* **TEKS SUMBER**
━━━

Mabrur mempresentasikan materi filmnya. (Foto: Istimewa)
KabarBanyuwangi.co.id - Penulis naskah film asal bumi Blambangan “Achmad Roghib Mabrur” berhasil menorehkan prestasi ditingkat nasional dengan mengangkat budaya adat suku Using yaitu Seblang Olehsari dalam perhelatan SCENE Inkubasi Masterclass Pengembangan Skenario Film TV & OTT 2021.
Perhelatan tersebut digelar oleh Kementerian Pariwisata dan Ekonomi Kreatif/Badan Pariwisata dan Ekonomi Kreatif (Kemenparekraf/Baparekraf) RI pada 20 Agustus – 2 September 2021 bertempat di The 101 Suryakencana Bogor dan Hotel Sangri-La Jakarta.
Mabrur, sapaan akrabnya menceritakan bahwa selama proses
seleksi SCENE Inkubasi Masterclass Pengembangan Skenario Film TV & OTT 2021
sangat ketat dan penuh perjuangan.
Pasalnya ia harus menyisihkan 66 peserta dari empat kota
besar yang menjadi lokasi penyisihan scene daerah seperti Surabaya, Bandung,
Padang, dan Makasar, untuk mencapai lolos ke 14 besar nasional.
“Alhamdulillah, saya bersyukur karena berkat doa orang tua
dan saudara bisa lolos 14 besar nasional. Proses seleksinya sangat ketat dan
penuh perjuangan, dimulai penyisihan naskah scene Surabaya dan lolos inkubasi
scene Surabaya selama 3 hari dari 24 Maret hingga 27 Maret 2021 dan lolos final
Inkubasi Nasional,” ungkap Mabrur dengan penuh kebahagiaan.
“Digembleng selama 2 minggu pada tanggal 20 Agustus – 2
September 2021 di Bogor dan Jakarta," imbuh Mabrur yang merupakan
scriptwriter independen tersebut.
Mabrur menjelaskan bahwa ia lolos 14 besar nasional karena
mengangkat tema budaya lokal Banyuwangi “Adat istiadat Seblang Olehsari” yang
ia kemas menarik sedemikian rupa dengan nuansa Internasional, mengambil
judul film panjang “Girl Man”.
“Saya sangat sadar jika konten lokal atau cerita rakyat
yang ada di daerah seperti Banyuwangi ini sedang naik daun, karena pasar
mencari cerita yang otentik untuk bisa diadaptasi menjadi sebuah karya film
komersil, namun sayangnya banyak cerita daerah yang belum terangkat dengan
baik," jelas Mabrur.

━━━

* **INFORMASI DITAMPILKAN**
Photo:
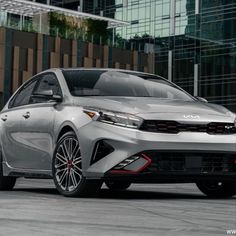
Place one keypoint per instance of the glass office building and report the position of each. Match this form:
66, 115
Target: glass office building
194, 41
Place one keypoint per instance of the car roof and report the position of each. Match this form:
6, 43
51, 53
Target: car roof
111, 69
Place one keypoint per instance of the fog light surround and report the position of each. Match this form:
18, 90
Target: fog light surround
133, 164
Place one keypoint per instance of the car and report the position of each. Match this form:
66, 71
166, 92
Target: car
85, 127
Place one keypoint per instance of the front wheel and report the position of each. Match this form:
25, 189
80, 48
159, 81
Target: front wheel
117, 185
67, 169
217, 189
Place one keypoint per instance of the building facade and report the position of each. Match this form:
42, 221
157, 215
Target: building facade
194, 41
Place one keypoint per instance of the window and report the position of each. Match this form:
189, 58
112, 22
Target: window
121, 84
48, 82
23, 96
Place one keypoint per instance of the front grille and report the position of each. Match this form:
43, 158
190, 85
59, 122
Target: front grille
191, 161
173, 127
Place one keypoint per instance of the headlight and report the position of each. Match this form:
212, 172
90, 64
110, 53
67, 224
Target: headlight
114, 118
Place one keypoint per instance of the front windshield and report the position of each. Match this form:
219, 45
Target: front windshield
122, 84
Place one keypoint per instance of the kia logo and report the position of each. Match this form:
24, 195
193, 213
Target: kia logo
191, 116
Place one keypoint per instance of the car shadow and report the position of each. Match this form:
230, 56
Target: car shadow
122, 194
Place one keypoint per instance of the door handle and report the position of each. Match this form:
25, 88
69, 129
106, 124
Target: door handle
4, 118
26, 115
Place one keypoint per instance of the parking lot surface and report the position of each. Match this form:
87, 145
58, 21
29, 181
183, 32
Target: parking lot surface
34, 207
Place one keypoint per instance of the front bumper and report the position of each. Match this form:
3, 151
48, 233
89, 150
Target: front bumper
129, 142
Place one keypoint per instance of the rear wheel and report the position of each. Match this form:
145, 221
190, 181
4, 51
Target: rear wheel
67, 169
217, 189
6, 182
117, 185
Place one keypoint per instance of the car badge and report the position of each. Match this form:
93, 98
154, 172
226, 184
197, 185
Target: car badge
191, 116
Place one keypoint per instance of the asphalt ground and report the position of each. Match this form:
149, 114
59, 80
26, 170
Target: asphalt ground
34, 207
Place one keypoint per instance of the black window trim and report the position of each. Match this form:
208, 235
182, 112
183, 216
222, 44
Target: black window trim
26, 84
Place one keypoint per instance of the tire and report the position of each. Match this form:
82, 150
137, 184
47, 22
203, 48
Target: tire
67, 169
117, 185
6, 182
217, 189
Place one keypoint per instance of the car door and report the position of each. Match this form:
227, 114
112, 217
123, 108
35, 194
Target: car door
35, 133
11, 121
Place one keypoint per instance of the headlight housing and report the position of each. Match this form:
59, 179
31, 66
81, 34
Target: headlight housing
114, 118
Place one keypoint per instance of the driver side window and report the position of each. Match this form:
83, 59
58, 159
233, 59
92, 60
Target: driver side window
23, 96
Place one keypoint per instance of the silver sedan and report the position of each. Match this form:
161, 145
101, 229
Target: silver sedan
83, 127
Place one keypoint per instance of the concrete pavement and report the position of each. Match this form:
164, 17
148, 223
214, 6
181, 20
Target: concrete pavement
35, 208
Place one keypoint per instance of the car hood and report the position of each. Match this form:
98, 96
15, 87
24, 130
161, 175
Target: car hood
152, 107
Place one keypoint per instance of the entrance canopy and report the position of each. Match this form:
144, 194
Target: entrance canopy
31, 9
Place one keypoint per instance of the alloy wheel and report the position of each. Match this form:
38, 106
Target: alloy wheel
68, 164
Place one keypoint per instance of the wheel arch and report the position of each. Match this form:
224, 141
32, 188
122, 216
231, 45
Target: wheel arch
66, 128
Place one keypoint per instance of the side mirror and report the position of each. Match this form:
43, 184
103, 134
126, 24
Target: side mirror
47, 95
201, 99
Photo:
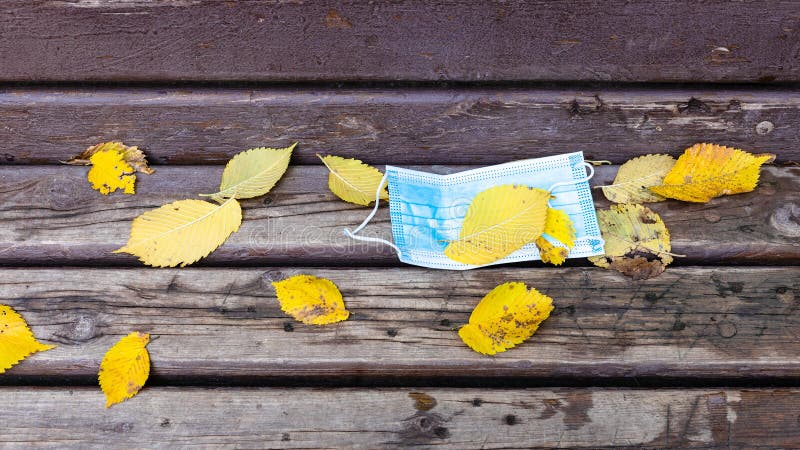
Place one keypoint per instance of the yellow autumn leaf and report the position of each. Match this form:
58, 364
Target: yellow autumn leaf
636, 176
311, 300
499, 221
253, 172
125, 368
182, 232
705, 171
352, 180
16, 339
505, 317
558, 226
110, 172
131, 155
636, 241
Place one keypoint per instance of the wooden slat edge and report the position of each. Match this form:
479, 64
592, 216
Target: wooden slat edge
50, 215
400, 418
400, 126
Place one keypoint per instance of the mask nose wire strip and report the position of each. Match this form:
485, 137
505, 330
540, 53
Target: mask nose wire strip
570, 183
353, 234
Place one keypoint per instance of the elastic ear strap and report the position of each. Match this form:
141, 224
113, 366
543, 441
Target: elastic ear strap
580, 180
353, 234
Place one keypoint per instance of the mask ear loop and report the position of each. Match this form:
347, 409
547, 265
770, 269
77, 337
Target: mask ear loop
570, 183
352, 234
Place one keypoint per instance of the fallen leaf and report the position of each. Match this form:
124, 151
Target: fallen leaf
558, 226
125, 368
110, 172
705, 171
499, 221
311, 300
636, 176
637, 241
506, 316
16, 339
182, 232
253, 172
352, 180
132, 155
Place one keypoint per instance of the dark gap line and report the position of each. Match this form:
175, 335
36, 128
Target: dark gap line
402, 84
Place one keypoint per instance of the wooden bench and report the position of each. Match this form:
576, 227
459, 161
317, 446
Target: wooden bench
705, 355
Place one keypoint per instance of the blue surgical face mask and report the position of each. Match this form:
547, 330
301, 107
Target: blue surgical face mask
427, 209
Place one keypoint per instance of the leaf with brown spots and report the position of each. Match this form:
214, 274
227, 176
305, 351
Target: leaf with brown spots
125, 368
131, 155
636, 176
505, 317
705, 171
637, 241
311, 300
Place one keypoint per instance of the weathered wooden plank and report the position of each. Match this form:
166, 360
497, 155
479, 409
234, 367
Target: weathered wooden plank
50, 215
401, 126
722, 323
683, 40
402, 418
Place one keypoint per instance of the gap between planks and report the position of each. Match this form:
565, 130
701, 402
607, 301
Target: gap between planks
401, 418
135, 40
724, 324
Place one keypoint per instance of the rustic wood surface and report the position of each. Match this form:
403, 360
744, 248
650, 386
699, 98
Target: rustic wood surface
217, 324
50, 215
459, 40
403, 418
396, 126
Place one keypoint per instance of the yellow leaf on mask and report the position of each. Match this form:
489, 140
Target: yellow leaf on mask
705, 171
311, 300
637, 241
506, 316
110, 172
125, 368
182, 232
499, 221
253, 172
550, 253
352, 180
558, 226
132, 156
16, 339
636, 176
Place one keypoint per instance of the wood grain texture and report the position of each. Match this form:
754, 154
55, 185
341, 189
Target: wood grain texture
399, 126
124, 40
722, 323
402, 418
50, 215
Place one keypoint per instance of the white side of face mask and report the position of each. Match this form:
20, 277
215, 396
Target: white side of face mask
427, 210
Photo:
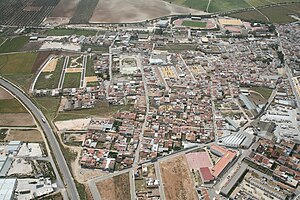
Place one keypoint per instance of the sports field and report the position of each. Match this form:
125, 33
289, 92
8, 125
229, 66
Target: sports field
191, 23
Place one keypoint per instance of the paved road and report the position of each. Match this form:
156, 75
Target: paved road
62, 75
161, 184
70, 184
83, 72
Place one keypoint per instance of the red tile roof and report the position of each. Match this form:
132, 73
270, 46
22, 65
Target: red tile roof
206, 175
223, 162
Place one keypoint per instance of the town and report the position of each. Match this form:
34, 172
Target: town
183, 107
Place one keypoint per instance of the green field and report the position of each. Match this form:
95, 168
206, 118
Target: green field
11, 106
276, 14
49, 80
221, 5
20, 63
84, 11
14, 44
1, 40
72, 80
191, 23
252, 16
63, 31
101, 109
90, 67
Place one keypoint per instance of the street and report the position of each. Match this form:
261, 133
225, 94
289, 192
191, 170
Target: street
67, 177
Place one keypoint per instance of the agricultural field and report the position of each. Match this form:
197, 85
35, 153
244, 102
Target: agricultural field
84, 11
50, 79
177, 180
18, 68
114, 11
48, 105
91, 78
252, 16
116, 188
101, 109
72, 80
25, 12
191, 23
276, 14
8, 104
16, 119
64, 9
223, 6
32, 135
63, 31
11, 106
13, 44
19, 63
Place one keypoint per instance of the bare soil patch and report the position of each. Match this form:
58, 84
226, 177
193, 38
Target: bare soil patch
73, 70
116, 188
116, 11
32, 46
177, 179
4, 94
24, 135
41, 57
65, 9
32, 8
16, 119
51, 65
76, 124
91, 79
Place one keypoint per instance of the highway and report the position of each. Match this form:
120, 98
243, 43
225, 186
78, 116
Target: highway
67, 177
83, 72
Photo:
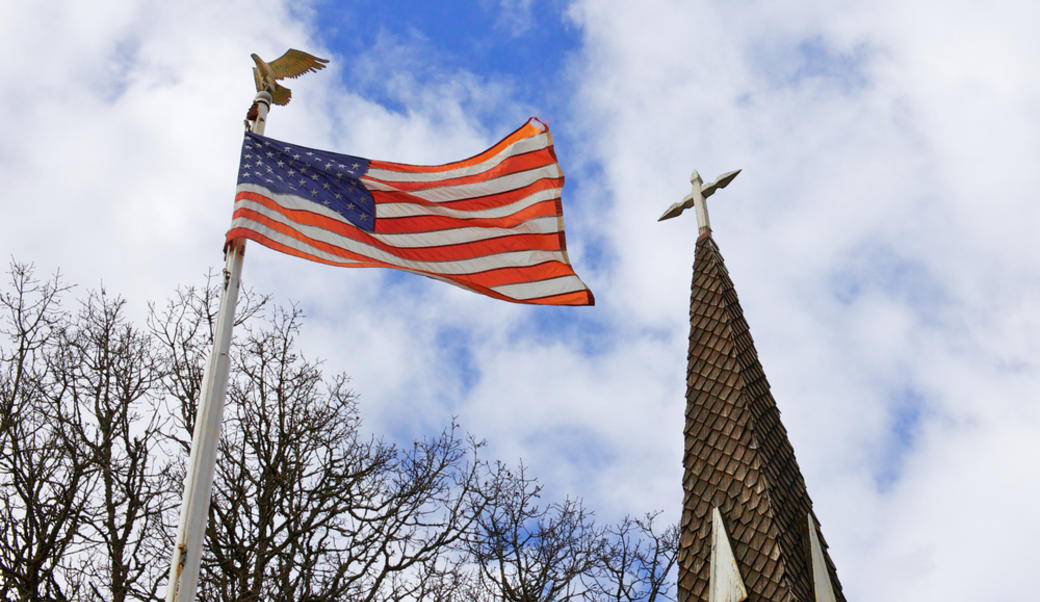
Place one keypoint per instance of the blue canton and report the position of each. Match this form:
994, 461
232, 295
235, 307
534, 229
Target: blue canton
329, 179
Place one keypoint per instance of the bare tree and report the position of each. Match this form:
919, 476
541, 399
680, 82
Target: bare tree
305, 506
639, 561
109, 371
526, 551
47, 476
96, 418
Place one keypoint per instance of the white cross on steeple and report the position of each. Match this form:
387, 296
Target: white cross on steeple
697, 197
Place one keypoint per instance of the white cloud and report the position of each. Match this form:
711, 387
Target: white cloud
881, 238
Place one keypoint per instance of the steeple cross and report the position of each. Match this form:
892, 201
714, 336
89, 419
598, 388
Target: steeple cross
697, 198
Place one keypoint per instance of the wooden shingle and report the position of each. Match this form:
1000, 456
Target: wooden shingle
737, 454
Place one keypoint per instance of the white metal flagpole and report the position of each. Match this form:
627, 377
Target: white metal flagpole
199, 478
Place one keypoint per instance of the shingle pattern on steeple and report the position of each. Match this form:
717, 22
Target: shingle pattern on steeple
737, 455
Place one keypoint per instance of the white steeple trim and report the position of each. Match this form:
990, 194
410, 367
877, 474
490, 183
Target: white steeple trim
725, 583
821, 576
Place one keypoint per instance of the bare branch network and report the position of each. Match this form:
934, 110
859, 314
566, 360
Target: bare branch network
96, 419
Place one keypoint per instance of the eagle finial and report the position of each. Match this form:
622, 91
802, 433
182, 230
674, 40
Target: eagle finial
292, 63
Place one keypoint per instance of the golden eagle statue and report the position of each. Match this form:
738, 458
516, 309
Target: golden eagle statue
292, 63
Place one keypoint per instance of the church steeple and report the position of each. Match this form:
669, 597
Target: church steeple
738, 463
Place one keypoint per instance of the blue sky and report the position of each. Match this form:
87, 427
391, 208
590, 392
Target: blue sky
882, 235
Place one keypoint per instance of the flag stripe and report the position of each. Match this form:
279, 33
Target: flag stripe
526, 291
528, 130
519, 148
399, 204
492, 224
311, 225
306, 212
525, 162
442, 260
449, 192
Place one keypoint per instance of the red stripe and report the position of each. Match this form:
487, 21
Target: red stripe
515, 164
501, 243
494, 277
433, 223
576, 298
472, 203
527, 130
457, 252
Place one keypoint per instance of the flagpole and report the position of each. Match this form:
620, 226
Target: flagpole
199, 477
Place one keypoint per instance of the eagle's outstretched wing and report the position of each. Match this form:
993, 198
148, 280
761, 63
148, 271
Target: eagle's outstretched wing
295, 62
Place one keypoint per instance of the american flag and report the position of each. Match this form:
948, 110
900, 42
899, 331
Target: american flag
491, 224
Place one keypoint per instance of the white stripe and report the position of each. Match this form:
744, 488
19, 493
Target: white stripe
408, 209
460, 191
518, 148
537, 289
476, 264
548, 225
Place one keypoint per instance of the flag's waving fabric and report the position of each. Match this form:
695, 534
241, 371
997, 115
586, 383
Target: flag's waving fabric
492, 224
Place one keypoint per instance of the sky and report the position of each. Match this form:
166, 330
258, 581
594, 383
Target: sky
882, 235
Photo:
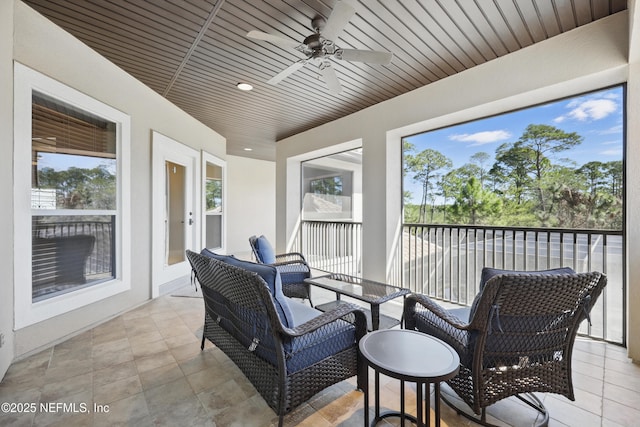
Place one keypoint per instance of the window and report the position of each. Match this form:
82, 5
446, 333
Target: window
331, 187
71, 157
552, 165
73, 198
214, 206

━━━

* **DAFTAR TUGAS**
1. Tuliskan ulang dari teks sumber semuanya mulai dari "Mabrur, sapaan akrabnya" turun hingga "dengan penuh kebahagiaan.".
2. Menurut teks sumber, apa judul film panjang yang diangkat Mabrur?
Entri di atas tidak berperan apa pun di sini.

* **JAWABAN LATIHAN**
1.
Mabrur, sapaan akrabnya menceritakan bahwa selama proses
seleksi SCENE Inkubasi Masterclass Pengembangan Skenario Film TV & OTT 2021
sangat ketat dan penuh perjuangan.
Pasalnya ia harus menyisihkan 66 peserta dari empat kota
besar yang menjadi lokasi penyisihan scene daerah seperti Surabaya, Bandung,
Padang, dan Makasar, untuk mencapai lolos ke 14 besar nasional.
“Alhamdulillah, saya bersyukur karena berkat doa orang tua
dan saudara bisa lolos 14 besar nasional. Proses seleksinya sangat ketat dan
penuh perjuangan, dimulai penyisihan naskah scene Surabaya dan lolos inkubasi
scene Surabaya selama 3 hari dari 24 Maret hingga 27 Maret 2021 dan lolos final
Inkubasi Nasional,” ungkap Mabrur dengan penuh kebahagiaan.

2. "Girl Man".